#### EXERCISE
Rewrite every line of the listing below, requests included. Multiply each x and y coordinate in the answers by 2.05 and round to the nearest whole number, halves up, leaving the numbers in the requests unchanged.

** START OF EXTRACTED DATA **

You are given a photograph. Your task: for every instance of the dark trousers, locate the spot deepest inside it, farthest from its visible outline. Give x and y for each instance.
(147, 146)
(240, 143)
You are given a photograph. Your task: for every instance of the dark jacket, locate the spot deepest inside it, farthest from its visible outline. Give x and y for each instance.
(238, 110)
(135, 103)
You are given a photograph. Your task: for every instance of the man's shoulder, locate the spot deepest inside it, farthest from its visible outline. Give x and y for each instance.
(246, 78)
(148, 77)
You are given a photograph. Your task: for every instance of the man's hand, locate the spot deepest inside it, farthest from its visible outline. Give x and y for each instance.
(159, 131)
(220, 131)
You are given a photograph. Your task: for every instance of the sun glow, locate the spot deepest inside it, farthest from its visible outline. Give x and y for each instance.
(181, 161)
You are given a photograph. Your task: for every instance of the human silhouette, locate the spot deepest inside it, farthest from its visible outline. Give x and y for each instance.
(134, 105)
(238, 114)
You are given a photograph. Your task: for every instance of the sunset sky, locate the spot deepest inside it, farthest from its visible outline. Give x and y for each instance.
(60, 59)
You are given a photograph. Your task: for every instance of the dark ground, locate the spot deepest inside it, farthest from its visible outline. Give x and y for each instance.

** END OF EXTRACTED DATA **

#### OUTPUT
You are given a photograph. Your task: for every instance of the dark trousers, locate the spot deepest inside it, farthest from its visible outline. Give x and y for each instance.
(301, 299)
(492, 293)
You are given a photograph. Your task: for every instance of the dark jacket, locate the spot deepest inside it, farthest from its visible outline. Give x and y for each instance.
(488, 226)
(277, 211)
You are given a photograph. Your task: for every instance of the man's shoulder, locate the spot deepest inside it, farthest from its visible outline. Give x and y for each instance.
(504, 160)
(303, 158)
You are given a photograph. Your task: for every instance of the man's hand, locate the spot deepest inside it, farthest from its visible outline. Give x and y for each instance.
(326, 269)
(451, 269)
You are given a photograph. Your task: for every instance of the sun glow, locate the spot deepest inside it, farthest from its visible outline. Give x and y for each instance.
(371, 330)
You are given a photograph. Your task: for every instance of the human silhouette, locate the spot deepest inside it, farthest from its visible outline. Give x and y for each instance.
(275, 215)
(488, 234)
You are given a photograph. Your task: for every instance of the sunset sky, locate the spot deepest inside it, farthest from its visible outline. Give x and y for each instance.
(123, 121)
You are given a photograph. Your task: for every instance of the dark ground, locate the spot deepest inside it, farthest from its visible outline. Give x and y for each instance.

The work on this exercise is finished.